Give every line of the data below as a JSON list of strings, one string per line, leaving out blank lines.

-- Begin Dataset extract --

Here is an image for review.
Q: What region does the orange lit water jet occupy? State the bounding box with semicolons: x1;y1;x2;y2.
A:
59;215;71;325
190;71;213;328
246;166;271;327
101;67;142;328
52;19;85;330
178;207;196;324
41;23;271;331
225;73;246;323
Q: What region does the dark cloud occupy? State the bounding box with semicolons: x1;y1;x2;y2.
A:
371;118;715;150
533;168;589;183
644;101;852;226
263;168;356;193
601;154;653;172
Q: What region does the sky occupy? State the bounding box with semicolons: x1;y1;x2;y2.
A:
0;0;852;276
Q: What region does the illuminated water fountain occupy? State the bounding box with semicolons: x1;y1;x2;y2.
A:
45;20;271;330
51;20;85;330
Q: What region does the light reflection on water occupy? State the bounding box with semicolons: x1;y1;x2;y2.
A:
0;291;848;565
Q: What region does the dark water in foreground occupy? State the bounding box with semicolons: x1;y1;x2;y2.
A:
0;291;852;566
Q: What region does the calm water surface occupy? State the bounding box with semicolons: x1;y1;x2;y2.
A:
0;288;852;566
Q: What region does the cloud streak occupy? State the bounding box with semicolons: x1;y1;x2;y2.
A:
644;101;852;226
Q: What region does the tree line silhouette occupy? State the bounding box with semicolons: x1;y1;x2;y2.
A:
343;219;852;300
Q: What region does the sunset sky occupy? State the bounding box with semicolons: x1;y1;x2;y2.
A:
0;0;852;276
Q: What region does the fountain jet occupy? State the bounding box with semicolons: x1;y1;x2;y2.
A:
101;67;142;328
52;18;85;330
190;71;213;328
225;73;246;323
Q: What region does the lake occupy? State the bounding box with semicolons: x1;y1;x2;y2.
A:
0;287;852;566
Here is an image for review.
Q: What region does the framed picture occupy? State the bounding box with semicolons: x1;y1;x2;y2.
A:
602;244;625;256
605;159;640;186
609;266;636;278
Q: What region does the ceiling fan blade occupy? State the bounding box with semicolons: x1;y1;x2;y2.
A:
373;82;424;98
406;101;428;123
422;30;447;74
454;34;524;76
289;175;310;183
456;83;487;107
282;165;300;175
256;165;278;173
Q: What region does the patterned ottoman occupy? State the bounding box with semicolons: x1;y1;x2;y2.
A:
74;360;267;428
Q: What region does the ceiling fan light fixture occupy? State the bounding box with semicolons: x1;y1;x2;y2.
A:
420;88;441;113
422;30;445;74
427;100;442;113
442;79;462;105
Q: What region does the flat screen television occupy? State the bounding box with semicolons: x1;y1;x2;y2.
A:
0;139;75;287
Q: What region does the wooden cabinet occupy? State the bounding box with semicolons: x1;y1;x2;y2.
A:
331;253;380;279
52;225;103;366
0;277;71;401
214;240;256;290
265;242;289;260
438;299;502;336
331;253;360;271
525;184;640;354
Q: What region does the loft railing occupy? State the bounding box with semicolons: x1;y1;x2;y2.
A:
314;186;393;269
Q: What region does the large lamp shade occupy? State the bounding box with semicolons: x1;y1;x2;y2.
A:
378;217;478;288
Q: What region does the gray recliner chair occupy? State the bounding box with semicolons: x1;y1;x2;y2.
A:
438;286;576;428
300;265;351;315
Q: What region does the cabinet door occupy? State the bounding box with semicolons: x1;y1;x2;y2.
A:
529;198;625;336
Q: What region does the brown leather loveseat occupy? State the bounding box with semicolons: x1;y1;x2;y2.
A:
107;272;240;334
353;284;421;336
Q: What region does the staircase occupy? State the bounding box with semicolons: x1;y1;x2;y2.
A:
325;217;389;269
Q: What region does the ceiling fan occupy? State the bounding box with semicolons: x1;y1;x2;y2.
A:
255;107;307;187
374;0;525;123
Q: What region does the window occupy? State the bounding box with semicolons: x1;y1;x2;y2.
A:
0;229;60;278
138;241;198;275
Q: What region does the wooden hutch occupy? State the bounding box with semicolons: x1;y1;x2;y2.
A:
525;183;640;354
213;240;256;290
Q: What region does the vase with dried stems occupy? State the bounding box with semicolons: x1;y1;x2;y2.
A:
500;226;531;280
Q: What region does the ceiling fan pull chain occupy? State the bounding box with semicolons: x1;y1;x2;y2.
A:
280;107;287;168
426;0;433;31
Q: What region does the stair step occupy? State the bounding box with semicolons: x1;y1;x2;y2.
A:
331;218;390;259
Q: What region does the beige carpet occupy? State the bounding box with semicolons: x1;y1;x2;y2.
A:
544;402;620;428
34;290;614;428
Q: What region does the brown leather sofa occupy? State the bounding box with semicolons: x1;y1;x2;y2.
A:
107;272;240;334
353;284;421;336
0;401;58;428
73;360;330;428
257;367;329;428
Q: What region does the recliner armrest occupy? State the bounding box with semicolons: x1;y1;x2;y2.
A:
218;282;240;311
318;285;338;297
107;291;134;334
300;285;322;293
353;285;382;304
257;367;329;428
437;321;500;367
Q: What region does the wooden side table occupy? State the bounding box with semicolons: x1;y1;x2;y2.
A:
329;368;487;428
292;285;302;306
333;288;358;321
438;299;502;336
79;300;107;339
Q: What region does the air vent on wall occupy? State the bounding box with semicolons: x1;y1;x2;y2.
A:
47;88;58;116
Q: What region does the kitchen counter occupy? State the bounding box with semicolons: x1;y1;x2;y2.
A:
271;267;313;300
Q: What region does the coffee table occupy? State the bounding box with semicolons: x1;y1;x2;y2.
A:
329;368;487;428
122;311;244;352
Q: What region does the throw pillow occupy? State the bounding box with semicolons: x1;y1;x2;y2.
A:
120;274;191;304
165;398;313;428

-- End Dataset extract --

**Solution to this problem**
[
  "Here is an image for review.",
  "Q: What region does the orange lit water jet occupy? State the bounding box with semicolons: x1;y1;x2;y2.",
  "A:",
  "59;215;71;325",
  "190;71;213;328",
  "246;166;271;327",
  "101;67;142;328",
  "52;19;85;330",
  "178;207;196;324",
  "41;23;271;331",
  "225;73;246;323",
  "Q: What region does the dark cloud occupy? State the bounding box with semicolons: x1;y1;x2;y2.",
  "A:",
  "371;118;715;150",
  "533;168;589;183",
  "644;101;852;226",
  "263;168;356;193",
  "601;154;653;172",
  "Q: What region does the sky occupy? State the bounding box with semicolons: x1;y1;x2;y2.",
  "A:",
  "0;0;852;276",
  "Q: What region does the illuminated water fountain occupy? State the bounding box with semicolons: x1;y1;x2;y2.",
  "A:",
  "45;20;271;330",
  "51;20;85;330",
  "Q: What region does the light reflection on water occupy? State the bounding box with semicolons: x1;y1;x2;y2.",
  "A:",
  "0;291;848;565",
  "Q: What region does the dark water in foreground occupy? State the bounding box with semicolons: x1;y1;x2;y2.",
  "A:",
  "0;291;852;566",
  "Q: What region does the calm water surface occupy? State the bounding box with semicolons: x1;y1;x2;y2.",
  "A:",
  "0;288;852;566",
  "Q: What region does the cloud streak occupy? State the bounding box with semicolons: x1;y1;x2;y2.",
  "A:",
  "644;101;852;226",
  "Q: What region does the tree line silhouette occupy? State the bounding box with semicolons: x1;y1;x2;y2.",
  "A:",
  "343;219;852;300",
  "Q: What region does the sunset sky occupy? State the bounding box with semicolons: x1;y1;x2;y2.",
  "A:",
  "0;0;852;276",
  "Q: What region does the fountain jet occupy? State the bounding box with semicolons: x1;y1;x2;y2.",
  "A:",
  "101;67;142;328",
  "52;18;85;330",
  "190;71;213;328",
  "225;73;246;323",
  "Q: What region does the lake occupy? State the bounding box with semicolons: x1;y1;x2;y2.",
  "A:",
  "0;287;852;566",
  "Here is an image for review.",
  "Q: What region does the framed picture occupy? State the bounding box with semicolons: x1;y1;x2;y2.",
  "A:",
  "602;244;625;256",
  "605;159;640;186",
  "609;266;636;278",
  "Q: What region does the ceiling fan blade occupy? State the bounding box with semicolons: x1;y1;x2;y2.",
  "A:",
  "373;82;424;98",
  "406;101;428;123",
  "422;30;447;74",
  "454;34;524;76",
  "289;175;310;183",
  "456;83;487;107",
  "282;165;300;175",
  "256;165;278;173",
  "Q: What region does the patterned ottoman occupy? State the bounding box with semicolons: x1;y1;x2;y2.",
  "A:",
  "74;360;267;428",
  "Q: What region does the ceiling fan light fixture occupy? State the bounding box with semicolons: x1;y1;x2;y2.",
  "A:",
  "420;88;441;113",
  "422;30;445;74",
  "427;100;442;113",
  "442;79;462;105",
  "Q: What region does the flat screen television occupy? State the bounding box with semicolons: x1;y1;x2;y2.",
  "A:",
  "0;139;75;287",
  "Q: What region does the wooden cabinet occupy? State the bounding box with semicolons: x1;y1;x2;y2.",
  "A:",
  "331;253;380;279",
  "52;225;103;366",
  "0;277;71;401",
  "214;240;256;290",
  "265;242;289;260",
  "438;299;502;336",
  "331;253;360;271",
  "525;184;640;354",
  "Q: What region does the loft railing occupy? State the bounding box with semicolons: x1;y1;x2;y2.",
  "A:",
  "314;186;393;269",
  "Q: What region does the large lamp shade occupy? State the bounding box with semicolons: x1;y1;x2;y2.",
  "A:",
  "378;217;478;288",
  "Q: What region does the gray recliner chair occupy? State the bounding box with semicolons: x1;y1;x2;y2.",
  "A:",
  "438;286;576;428",
  "300;265;351;315",
  "Q: What region does the cabinet door occupy? State the bounding box with semicolons: x1;y1;x2;y2.",
  "A:",
  "529;198;625;336",
  "Q: What region does the brown leather loveseat occupy? State the bounding box with semicolons: x1;y1;x2;y2.",
  "A:",
  "107;272;240;334",
  "353;284;421;336",
  "Q: What region does the staircase occupy? State the bounding box with semicolons: x1;y1;x2;y2.",
  "A:",
  "325;217;389;269",
  "Q: What region does the ceiling fan occupy? State the bounding box with semicolons: x1;y1;x2;y2.",
  "A:",
  "255;107;307;187",
  "374;0;525;123",
  "Q: What region does the window occupy? State the bounding box with semicolons: x1;y1;x2;y2.",
  "A:",
  "0;229;60;278",
  "138;241;198;275",
  "Q: What region does the wooden hutch occupy? State the bounding box with semicolons: x1;y1;x2;y2.",
  "A:",
  "525;183;640;354",
  "213;240;256;290",
  "Q: What region does the vase with dried stems occupy? State the bounding box with semicolons: x1;y1;x2;y2.",
  "A:",
  "500;226;531;280",
  "Q: What region does the ceiling fan pull chain occupy? State the bounding box with semicolons: x1;y1;x2;y2.",
  "A:",
  "280;107;287;168",
  "426;0;433;31",
  "Q: What region does the stair step occupy? State the bounding box with semicolons: x1;y1;x2;y2.",
  "A:",
  "331;218;390;259",
  "Q: What region does the beige carpet occupy? State the bounding box with semicolons: x1;y1;x2;y2.",
  "A:",
  "544;402;620;428",
  "34;290;614;428",
  "Q: What region does the brown leather sofa occupy? State the bounding box with semicolons: x1;y1;x2;y2.",
  "A:",
  "107;272;240;334",
  "353;284;421;336",
  "0;401;58;428",
  "73;360;330;428",
  "257;367;329;428",
  "Q: What region does the recliner armrest occupy? State the bounding box with semicolons: x1;y1;x2;y2.",
  "A:",
  "218;282;240;311",
  "318;285;338;297",
  "107;291;134;334",
  "300;285;322;293",
  "353;285;382;304",
  "257;367;329;428",
  "437;321;500;367",
  "Q: What region does the wooden side table occupy? State the bounding box with semicolons: x1;y1;x2;y2.",
  "A:",
  "329;368;487;428",
  "292;285;302;306",
  "333;288;358;321",
  "438;299;502;336",
  "79;300;107;339",
  "Q: What region does the air vent on wall occupy? State the bounding box with semicolons: x1;y1;x2;y2.",
  "A:",
  "47;88;58;116",
  "Q: What region does the kitchen counter occupy? State the bounding box with semicolons: x1;y1;x2;y2.",
  "A:",
  "271;267;313;300",
  "Q: What region does the coffee table occupy? State the bounding box with semicolons: x1;y1;x2;y2.",
  "A:",
  "329;368;487;428",
  "122;311;244;352",
  "Q: What region does the throw pillow occupy? State the bounding box with semicolons: x1;y1;x2;y2.",
  "A:",
  "120;274;191;304",
  "165;398;313;428"
]